--- START ---
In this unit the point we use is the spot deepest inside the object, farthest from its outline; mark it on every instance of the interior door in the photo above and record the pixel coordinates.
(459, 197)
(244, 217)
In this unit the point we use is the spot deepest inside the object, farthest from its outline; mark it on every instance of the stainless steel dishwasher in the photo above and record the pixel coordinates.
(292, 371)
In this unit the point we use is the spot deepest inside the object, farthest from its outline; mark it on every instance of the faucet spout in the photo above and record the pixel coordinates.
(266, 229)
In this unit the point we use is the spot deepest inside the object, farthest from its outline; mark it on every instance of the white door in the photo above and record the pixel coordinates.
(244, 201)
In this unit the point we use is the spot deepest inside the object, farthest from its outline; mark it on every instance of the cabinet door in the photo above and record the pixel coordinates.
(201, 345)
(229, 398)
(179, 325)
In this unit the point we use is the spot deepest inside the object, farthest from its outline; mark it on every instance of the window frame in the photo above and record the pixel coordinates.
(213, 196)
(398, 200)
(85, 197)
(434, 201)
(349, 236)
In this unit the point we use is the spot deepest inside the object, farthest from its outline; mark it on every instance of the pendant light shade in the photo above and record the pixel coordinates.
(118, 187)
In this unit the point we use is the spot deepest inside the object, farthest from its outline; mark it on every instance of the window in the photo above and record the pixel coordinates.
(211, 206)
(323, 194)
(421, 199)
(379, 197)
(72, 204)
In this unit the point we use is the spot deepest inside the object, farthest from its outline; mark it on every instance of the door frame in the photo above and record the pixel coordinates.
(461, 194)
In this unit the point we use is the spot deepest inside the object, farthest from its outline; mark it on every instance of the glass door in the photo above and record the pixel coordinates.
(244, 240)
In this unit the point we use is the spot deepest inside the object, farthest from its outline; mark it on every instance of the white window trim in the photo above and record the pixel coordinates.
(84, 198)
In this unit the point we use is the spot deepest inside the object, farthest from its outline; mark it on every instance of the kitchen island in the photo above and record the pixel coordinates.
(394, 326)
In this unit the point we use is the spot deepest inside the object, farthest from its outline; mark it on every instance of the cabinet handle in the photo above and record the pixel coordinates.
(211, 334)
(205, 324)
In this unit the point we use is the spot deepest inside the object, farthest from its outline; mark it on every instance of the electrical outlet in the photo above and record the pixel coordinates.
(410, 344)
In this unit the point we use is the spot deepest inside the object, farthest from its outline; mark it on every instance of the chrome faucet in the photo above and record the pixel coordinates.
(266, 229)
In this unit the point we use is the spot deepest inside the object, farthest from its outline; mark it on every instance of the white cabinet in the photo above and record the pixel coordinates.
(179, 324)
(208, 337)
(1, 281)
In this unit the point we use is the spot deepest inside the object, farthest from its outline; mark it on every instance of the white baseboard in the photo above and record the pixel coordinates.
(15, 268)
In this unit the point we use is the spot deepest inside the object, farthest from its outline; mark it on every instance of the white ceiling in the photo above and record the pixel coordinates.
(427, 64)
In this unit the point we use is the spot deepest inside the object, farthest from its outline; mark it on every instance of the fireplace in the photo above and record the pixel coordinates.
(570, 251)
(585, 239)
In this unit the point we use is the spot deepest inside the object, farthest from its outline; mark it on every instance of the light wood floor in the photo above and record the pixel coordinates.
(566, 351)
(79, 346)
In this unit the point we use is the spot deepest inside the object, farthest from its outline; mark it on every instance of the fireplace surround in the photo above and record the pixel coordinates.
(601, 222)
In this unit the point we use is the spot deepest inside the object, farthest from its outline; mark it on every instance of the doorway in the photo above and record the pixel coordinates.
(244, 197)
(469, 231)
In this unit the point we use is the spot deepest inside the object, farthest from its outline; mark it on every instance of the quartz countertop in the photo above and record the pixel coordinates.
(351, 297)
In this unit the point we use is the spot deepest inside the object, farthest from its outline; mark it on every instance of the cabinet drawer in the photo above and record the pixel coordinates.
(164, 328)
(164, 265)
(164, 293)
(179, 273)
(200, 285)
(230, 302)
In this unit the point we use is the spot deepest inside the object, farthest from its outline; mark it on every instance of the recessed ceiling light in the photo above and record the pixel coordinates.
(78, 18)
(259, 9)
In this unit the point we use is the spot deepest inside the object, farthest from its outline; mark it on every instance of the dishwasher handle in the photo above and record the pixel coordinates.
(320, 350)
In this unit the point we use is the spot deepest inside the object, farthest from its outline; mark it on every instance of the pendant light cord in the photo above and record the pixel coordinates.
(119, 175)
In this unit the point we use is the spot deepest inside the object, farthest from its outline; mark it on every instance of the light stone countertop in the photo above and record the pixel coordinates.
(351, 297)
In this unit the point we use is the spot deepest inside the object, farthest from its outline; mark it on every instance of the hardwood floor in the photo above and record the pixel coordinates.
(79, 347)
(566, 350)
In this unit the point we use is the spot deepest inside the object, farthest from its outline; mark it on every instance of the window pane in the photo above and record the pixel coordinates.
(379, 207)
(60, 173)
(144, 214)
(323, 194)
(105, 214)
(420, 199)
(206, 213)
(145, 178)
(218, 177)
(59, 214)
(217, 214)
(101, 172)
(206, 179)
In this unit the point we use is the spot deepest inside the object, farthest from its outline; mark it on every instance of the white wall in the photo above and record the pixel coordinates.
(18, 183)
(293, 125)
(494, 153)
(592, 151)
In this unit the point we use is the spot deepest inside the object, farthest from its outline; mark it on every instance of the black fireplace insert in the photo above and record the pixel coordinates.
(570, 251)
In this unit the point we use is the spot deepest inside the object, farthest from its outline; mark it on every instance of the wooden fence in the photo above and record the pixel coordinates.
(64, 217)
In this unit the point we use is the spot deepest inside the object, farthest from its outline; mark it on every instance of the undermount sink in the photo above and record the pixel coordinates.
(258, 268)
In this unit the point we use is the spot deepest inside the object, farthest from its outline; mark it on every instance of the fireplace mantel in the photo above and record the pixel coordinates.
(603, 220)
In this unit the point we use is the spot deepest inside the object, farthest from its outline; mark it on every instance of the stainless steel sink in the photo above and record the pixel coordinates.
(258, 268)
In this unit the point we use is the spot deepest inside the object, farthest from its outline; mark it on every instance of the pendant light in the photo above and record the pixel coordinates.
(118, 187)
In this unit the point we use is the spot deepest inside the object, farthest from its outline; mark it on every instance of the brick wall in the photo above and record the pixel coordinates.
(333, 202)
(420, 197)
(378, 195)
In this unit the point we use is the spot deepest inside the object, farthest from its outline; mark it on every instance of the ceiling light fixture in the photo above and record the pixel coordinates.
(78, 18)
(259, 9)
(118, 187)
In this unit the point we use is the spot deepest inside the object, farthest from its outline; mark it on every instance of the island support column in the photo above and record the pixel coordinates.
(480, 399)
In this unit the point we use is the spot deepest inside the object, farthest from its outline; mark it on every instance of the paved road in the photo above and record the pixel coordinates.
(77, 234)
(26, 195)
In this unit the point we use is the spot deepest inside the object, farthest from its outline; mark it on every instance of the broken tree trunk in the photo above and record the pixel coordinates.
--- END ---
> _Set task_:
Take the line that contains "of the undermount" and every line after it through the end of the listing above, and repeat them exactly.

> _Correct result_:
In this unit the point we use is the spot deepest inside the object, farthest from its outline; mark it on every instance of the undermount sink in the photo above and record the pixel coordinates.
(258, 268)
In this unit the point we use is the spot deepest inside the object, farthest from its outline; mark it on every instance of the fireplace mantel in the photo above and record the pixel coordinates.
(603, 220)
In this unit the point we use is the spot deepest inside the object, farthest from its outline; mark it on every instance of the stainless steel sink in the photo above and record the pixel coordinates.
(258, 268)
In this unit the point we use is the spot deepest inside the object, farthest from its outline; mark it on every instance of the pendant light in the photo above and record the pixel coordinates.
(118, 187)
In this unit the point we use is the spot deepest inside the object, farthest from its outline; mark it on every instance of the brick wall in the photo above and record the pixel coordinates.
(333, 202)
(420, 197)
(378, 195)
In this unit the point we use is the spot deepest inside the object, farthest from its outline; mark it on every instance of the ceiling light fixture in the photo above and record the pixel coordinates.
(78, 18)
(259, 9)
(118, 187)
In this unit the point we use is the spot deepest inside the object, farthest from its outline; mark it on every instance of the island support column in the photo above and record the pixel coordinates.
(480, 399)
In this unit the point we use is the spot deepest inside the object, farthest from its outline; mark it on every instance of the paved road in the photo above and record the pixel coordinates.
(77, 234)
(26, 195)
In this unit the point we use is the spot deepest inside the object, farthest from its outline; mark it on every instance of the broken tree trunk in the photo above and record the pixel coordinates.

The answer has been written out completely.